WHAT IS BEING ASKED:
Within the data below, tally the lines that contain "before" and state only the total.

%%

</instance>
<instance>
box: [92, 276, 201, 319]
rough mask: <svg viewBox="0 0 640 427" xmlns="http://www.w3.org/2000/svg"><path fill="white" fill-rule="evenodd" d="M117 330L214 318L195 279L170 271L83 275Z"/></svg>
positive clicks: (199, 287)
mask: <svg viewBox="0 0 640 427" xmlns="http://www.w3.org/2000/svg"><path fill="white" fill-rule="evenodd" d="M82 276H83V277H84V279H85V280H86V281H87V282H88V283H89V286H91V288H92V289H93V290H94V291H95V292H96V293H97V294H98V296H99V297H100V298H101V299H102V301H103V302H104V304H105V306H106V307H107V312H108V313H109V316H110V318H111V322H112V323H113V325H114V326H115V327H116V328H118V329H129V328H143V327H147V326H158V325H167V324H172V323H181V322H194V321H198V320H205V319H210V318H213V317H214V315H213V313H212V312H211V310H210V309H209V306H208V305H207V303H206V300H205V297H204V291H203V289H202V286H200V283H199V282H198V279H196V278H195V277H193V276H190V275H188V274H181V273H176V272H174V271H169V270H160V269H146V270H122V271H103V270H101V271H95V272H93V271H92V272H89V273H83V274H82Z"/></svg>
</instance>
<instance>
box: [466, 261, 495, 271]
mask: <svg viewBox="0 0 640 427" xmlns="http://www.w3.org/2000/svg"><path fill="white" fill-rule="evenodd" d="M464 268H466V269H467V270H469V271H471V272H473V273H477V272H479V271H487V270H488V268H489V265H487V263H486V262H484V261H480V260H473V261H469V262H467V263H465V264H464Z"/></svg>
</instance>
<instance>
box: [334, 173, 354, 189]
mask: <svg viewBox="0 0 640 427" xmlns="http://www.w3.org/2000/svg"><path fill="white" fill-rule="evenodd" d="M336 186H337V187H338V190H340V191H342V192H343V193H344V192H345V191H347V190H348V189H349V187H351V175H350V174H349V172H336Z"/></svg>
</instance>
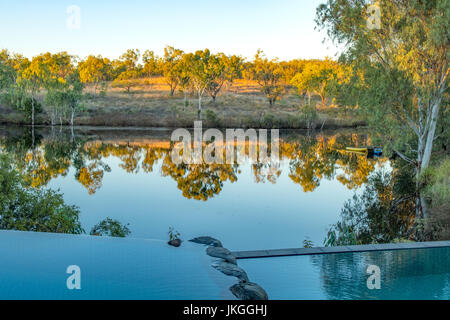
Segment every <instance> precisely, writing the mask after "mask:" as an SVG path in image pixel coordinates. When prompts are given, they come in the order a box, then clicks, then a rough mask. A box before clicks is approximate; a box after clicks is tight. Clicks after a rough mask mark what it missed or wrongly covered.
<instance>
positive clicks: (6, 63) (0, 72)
mask: <svg viewBox="0 0 450 320" xmlns="http://www.w3.org/2000/svg"><path fill="white" fill-rule="evenodd" d="M15 81H16V72H15V70H14V66H13V63H12V58H11V56H10V54H9V52H8V51H7V50H2V51H0V90H1V89H5V88H10V87H11V86H12V85H13V84H14V83H15Z"/></svg>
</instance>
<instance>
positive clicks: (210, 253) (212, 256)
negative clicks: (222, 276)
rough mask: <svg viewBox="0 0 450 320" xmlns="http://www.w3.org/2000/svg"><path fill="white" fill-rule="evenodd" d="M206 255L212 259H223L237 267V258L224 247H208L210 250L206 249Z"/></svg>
mask: <svg viewBox="0 0 450 320" xmlns="http://www.w3.org/2000/svg"><path fill="white" fill-rule="evenodd" d="M206 254H207V255H208V256H210V257H214V258H221V259H223V260H225V261H227V262H229V263H231V264H234V265H237V261H236V258H235V257H234V256H233V255H232V254H231V252H230V250H228V249H225V248H222V247H208V249H206Z"/></svg>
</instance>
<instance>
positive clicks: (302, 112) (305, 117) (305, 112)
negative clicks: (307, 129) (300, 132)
mask: <svg viewBox="0 0 450 320" xmlns="http://www.w3.org/2000/svg"><path fill="white" fill-rule="evenodd" d="M300 112H301V115H300V116H301V119H302V120H303V122H304V123H305V124H306V127H307V128H308V129H312V128H313V127H314V124H315V122H316V121H317V119H318V115H317V110H316V107H315V106H313V105H312V104H309V105H305V106H304V107H302V108H301V109H300Z"/></svg>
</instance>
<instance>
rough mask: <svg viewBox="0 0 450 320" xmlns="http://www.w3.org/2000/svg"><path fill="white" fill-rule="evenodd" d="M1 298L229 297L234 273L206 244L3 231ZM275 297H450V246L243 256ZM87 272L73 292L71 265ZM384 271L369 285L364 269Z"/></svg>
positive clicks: (31, 298) (389, 298)
mask: <svg viewBox="0 0 450 320" xmlns="http://www.w3.org/2000/svg"><path fill="white" fill-rule="evenodd" d="M0 255H1V257H2V259H1V260H0V299H112V300H115V299H150V300H165V299H168V300H179V299H182V300H184V299H187V300H203V299H205V300H223V299H225V300H229V299H234V297H233V295H232V294H231V293H230V291H229V287H230V286H232V285H233V284H234V283H236V279H235V278H232V277H227V276H224V275H223V274H221V273H220V272H218V271H216V270H215V269H213V268H212V267H211V263H212V262H213V259H212V258H210V257H208V256H207V255H206V254H205V247H203V246H199V245H194V244H192V243H184V244H183V246H182V247H181V248H177V249H175V248H172V247H169V246H168V245H167V244H166V243H165V242H163V241H155V240H137V239H114V238H101V237H91V236H75V235H59V234H45V233H29V232H16V231H0ZM238 263H239V266H240V267H241V268H243V269H244V270H245V271H246V272H247V274H248V276H249V278H250V281H252V282H256V283H258V284H259V285H261V286H262V287H263V288H264V289H265V290H266V291H267V293H268V295H269V298H270V299H271V300H280V299H281V300H284V299H286V300H297V299H298V300H302V299H305V300H311V299H319V300H322V299H344V300H347V299H377V300H378V299H444V300H448V299H449V298H450V247H448V248H433V249H431V248H429V249H418V250H400V251H382V252H365V253H344V254H323V255H312V256H297V257H284V258H266V259H254V260H239V261H238ZM73 265H75V266H78V267H79V268H80V271H81V276H80V282H81V290H69V289H68V287H67V279H68V277H69V276H70V274H68V273H66V271H67V267H68V266H73ZM369 265H376V266H378V267H379V268H380V270H381V274H380V276H381V288H380V290H369V289H368V287H367V279H368V277H369V275H367V273H366V270H367V267H368V266H369Z"/></svg>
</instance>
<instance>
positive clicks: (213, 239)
mask: <svg viewBox="0 0 450 320" xmlns="http://www.w3.org/2000/svg"><path fill="white" fill-rule="evenodd" d="M189 241H190V242H194V243H198V244H203V245H206V246H213V247H222V243H221V242H220V241H219V240H217V239H214V238H211V237H197V238H194V239H192V240H189Z"/></svg>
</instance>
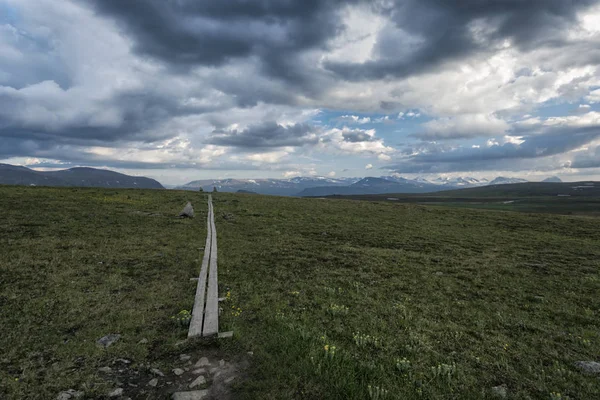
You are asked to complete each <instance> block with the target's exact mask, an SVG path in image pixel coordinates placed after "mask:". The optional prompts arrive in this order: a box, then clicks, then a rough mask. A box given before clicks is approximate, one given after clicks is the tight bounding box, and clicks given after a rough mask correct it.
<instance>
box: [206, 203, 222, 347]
mask: <svg viewBox="0 0 600 400" xmlns="http://www.w3.org/2000/svg"><path fill="white" fill-rule="evenodd" d="M210 207H211V216H212V220H211V229H212V238H211V239H212V241H211V246H210V248H211V250H210V261H209V269H208V292H207V295H206V310H205V313H204V327H203V332H202V336H214V335H217V334H218V333H219V283H218V280H217V229H216V227H215V219H214V211H213V206H212V202H211V205H210Z"/></svg>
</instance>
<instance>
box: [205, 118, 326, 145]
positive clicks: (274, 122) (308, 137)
mask: <svg viewBox="0 0 600 400" xmlns="http://www.w3.org/2000/svg"><path fill="white" fill-rule="evenodd" d="M314 130H315V128H314V127H312V126H310V125H307V124H295V125H291V126H282V125H279V124H277V123H276V122H265V123H262V124H259V125H251V126H249V127H248V128H247V129H244V130H243V131H238V130H231V131H223V130H217V131H214V132H213V136H212V137H211V138H210V140H209V141H208V143H209V144H215V145H219V146H232V147H237V148H240V149H257V148H272V147H285V146H293V147H298V146H303V145H306V144H316V143H317V142H318V138H317V137H316V136H315V135H314V134H313V132H314Z"/></svg>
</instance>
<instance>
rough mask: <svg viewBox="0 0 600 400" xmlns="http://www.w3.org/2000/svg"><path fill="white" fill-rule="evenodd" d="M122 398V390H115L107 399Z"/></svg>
mask: <svg viewBox="0 0 600 400" xmlns="http://www.w3.org/2000/svg"><path fill="white" fill-rule="evenodd" d="M119 396H123V388H117V389H115V390H113V391H112V392H110V393H109V394H108V397H119Z"/></svg>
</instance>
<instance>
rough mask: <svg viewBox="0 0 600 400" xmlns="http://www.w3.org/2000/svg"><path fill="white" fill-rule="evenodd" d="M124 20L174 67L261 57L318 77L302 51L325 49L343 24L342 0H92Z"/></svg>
mask: <svg viewBox="0 0 600 400" xmlns="http://www.w3.org/2000/svg"><path fill="white" fill-rule="evenodd" d="M88 1H89V2H91V3H92V4H93V5H94V6H95V8H96V9H97V10H98V11H99V12H101V13H102V14H104V15H107V16H109V17H111V18H114V19H115V20H116V21H118V22H119V23H120V25H121V27H122V29H123V30H124V31H125V32H127V33H129V35H130V36H131V37H132V38H133V39H134V42H135V48H136V50H137V52H138V53H141V54H144V55H149V56H151V57H153V58H155V59H158V60H161V61H163V62H165V63H166V64H168V65H170V66H171V67H174V68H175V69H177V68H183V69H187V68H189V67H194V66H221V65H223V64H225V63H227V62H229V61H231V60H234V59H240V58H246V57H251V56H252V57H256V58H257V59H258V60H260V61H261V63H262V66H263V69H264V72H265V74H266V75H267V76H271V77H276V78H280V79H282V80H285V81H288V82H293V83H304V84H306V85H309V84H310V75H309V74H308V73H307V70H308V69H310V68H311V66H309V65H306V64H305V63H301V62H300V61H299V59H298V58H297V56H298V55H299V54H300V53H302V52H303V51H305V50H309V49H315V48H324V47H325V43H326V41H327V40H328V39H329V38H332V37H334V36H335V35H336V34H337V32H339V30H340V29H342V26H341V24H340V18H339V15H338V12H337V11H338V8H339V6H340V4H341V3H346V2H342V1H338V0H332V1H321V0H285V1H282V0H250V1H249V0H230V1H221V0H203V1H196V0H179V1H164V0H143V1H142V0H131V1H122V0H88Z"/></svg>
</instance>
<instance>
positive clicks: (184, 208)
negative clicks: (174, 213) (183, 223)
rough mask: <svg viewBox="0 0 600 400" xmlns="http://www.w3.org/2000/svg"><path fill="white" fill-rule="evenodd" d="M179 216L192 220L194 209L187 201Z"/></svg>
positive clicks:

%%

TASK SOLUTION:
2